◆ **What you have to do**:
Pictures are to be dropped from the copy. Retype the listing exactly.

◆ **Extracted material**:
══════

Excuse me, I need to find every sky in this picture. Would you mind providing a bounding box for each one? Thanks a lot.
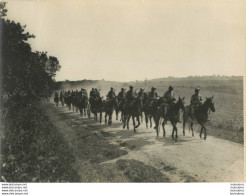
[5,0,246,81]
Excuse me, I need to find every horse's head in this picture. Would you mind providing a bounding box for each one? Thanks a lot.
[205,95,215,112]
[177,97,185,111]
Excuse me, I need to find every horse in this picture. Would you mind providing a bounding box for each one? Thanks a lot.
[64,92,72,110]
[78,93,89,117]
[60,93,64,107]
[143,97,163,128]
[140,92,148,122]
[115,97,126,122]
[183,96,215,140]
[123,97,143,132]
[90,96,103,121]
[100,97,118,125]
[154,97,185,139]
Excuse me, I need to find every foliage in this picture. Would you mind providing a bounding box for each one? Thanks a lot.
[0,2,60,102]
[0,3,77,182]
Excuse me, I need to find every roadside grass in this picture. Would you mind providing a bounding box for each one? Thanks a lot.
[1,98,80,182]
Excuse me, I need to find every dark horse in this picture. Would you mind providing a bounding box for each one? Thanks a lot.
[123,97,143,132]
[78,94,89,117]
[183,96,215,140]
[115,97,126,122]
[154,97,185,139]
[90,96,103,121]
[143,98,163,128]
[101,97,118,125]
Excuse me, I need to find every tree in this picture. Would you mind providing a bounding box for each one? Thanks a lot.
[0,2,61,102]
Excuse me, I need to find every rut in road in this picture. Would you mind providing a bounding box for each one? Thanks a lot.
[46,103,244,182]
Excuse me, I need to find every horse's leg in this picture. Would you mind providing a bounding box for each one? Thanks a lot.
[150,116,152,128]
[116,110,118,120]
[123,113,126,129]
[141,112,143,123]
[162,119,166,138]
[204,127,207,140]
[127,115,130,130]
[153,116,159,137]
[199,124,203,139]
[175,122,178,139]
[145,113,148,128]
[135,116,140,128]
[109,113,112,125]
[182,116,186,136]
[172,126,174,139]
[122,112,125,124]
[190,122,194,137]
[201,123,207,140]
[171,121,175,139]
[105,113,107,124]
[132,115,136,132]
[87,107,90,118]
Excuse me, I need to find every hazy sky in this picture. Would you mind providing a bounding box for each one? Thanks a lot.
[5,0,246,81]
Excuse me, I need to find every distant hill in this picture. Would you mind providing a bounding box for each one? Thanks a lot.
[55,75,243,95]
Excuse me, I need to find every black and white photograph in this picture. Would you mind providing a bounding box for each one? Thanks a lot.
[0,0,245,192]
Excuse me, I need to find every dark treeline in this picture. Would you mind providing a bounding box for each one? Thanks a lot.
[0,3,79,182]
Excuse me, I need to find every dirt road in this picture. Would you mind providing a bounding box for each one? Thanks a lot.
[46,103,244,182]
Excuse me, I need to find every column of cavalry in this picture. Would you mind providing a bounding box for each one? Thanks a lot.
[54,86,215,140]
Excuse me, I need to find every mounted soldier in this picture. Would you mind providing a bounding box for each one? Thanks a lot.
[190,88,203,115]
[162,86,176,115]
[90,88,96,99]
[59,90,64,106]
[107,87,116,100]
[126,85,136,102]
[137,88,145,99]
[148,87,158,99]
[95,88,101,99]
[145,87,158,106]
[118,88,126,101]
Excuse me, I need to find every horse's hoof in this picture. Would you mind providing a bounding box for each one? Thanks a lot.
[192,133,194,137]
[204,137,206,140]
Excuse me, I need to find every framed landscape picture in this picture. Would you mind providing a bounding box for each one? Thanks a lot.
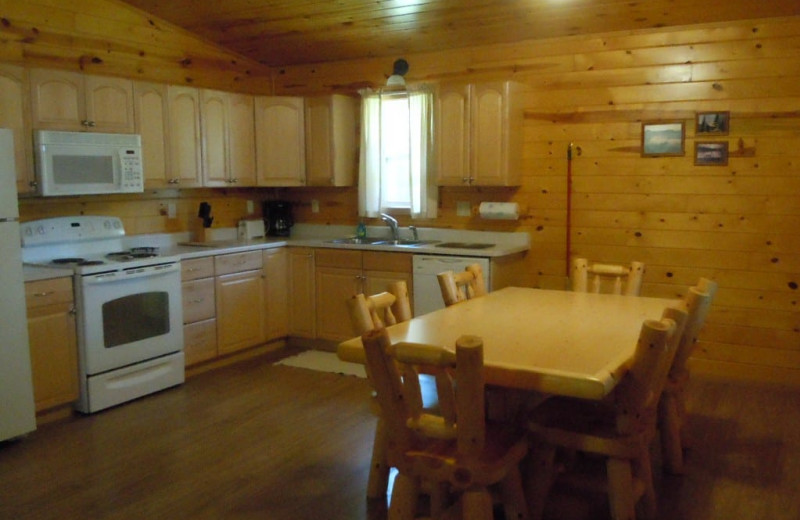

══════

◆ **Answer space**:
Excuse me, I need to find every sky in this picture. Would you mind providing a bounding box for each one? Thanks a lot.
[5,0,246,81]
Excuse me, I need to find every horse's head in this picture. Would you mind providing a bounding box for each one? Thanks a lot.
[205,95,215,112]
[177,97,185,111]
Excuse me, I need to find every horse in this picture. Would you mind providing a bounding box for each one? Thanks a lot.
[64,92,72,110]
[78,93,89,117]
[60,93,64,107]
[143,97,163,128]
[140,92,148,122]
[115,97,126,122]
[183,96,215,140]
[123,97,143,132]
[90,96,103,121]
[100,97,118,125]
[154,97,185,139]
Excuse me, I need to find every foliage in this picture. Would you mind providing a bounding box for each one? Thanks a lot.
[0,2,60,102]
[0,3,77,182]
Excuse me, I need to find every roadside grass in this picture. Would you mind providing a bounding box for each one? Thanks a lot.
[1,98,80,182]
Excuse me, I need to find every dark horse in this picture. Would you mind providing a bounding box for each one? Thanks a lot.
[123,97,143,132]
[78,94,89,117]
[183,96,215,140]
[115,97,126,122]
[154,97,185,139]
[90,96,103,121]
[143,98,163,128]
[101,97,118,125]
Excuse me, I need to find every tree in this picture. Would you mind providing a bounding box for each one? Thanks a lot.
[0,2,61,102]
Excuse me, I need to find every rut in road in this picture. Would you mind providing a bounding box for each one? Thanks a lot.
[46,103,244,182]
Excuse me, I need to find every horse's leg in this picture. Would you mind providing a bounding box for each one? Thanks a lot.
[150,116,152,128]
[116,110,118,120]
[123,113,126,129]
[141,112,143,123]
[162,119,166,138]
[204,127,207,140]
[127,115,130,130]
[153,116,159,137]
[199,124,203,139]
[175,122,178,139]
[145,113,148,128]
[135,116,140,128]
[109,113,112,125]
[182,116,186,136]
[172,126,174,139]
[122,112,125,124]
[190,122,194,137]
[201,123,207,140]
[171,121,175,139]
[105,113,107,124]
[132,115,136,132]
[87,107,90,118]
Excuse me, I need to find every hazy sky in this picture. Would you mind providing a bounding box for each one? Thanks a lot.
[5,0,246,81]
Excuse me, I need to find every distant hill in this picture. Would you mind providing a bounding box for each one? Thanks a lot.
[55,75,243,95]
Excuse me, I need to find every black and white photograph in this picture. Would you mind providing a bounding box for each one? Thanks a lot.
[0,0,245,192]
Excuse me, I need to find every dark treeline in this picture. Would you mind providing a bounding box for each one? Thanks a lot.
[0,3,79,182]
Excuse me, I need to find every dirt road in this picture. Would you mind providing a bounding box for each one? Thanks a lot.
[46,103,244,182]
Excuse me, I need to find every column of cavalry in this picture. Would you mind providing a bounding box for each one? Thanks a lot.
[54,86,215,140]
Excuse me, I need to find every mounted soldier in this picture. Would you mind providing a bounding box for each one? Thanks a lot.
[190,88,203,115]
[162,86,176,115]
[90,88,96,99]
[59,90,64,106]
[107,87,116,100]
[126,85,136,102]
[137,88,145,99]
[148,87,158,99]
[95,88,101,99]
[145,87,158,106]
[118,88,126,101]
Excuse me, I need to find every horse's hoof in this picture. Would you mind providing a bounding box for each one? Thanks a lot.
[192,133,194,137]
[204,137,206,140]
Excuse me, I need to find every framed landscape picture in this picture. Would you mind providing a bounding box for each one? Thanks a lot.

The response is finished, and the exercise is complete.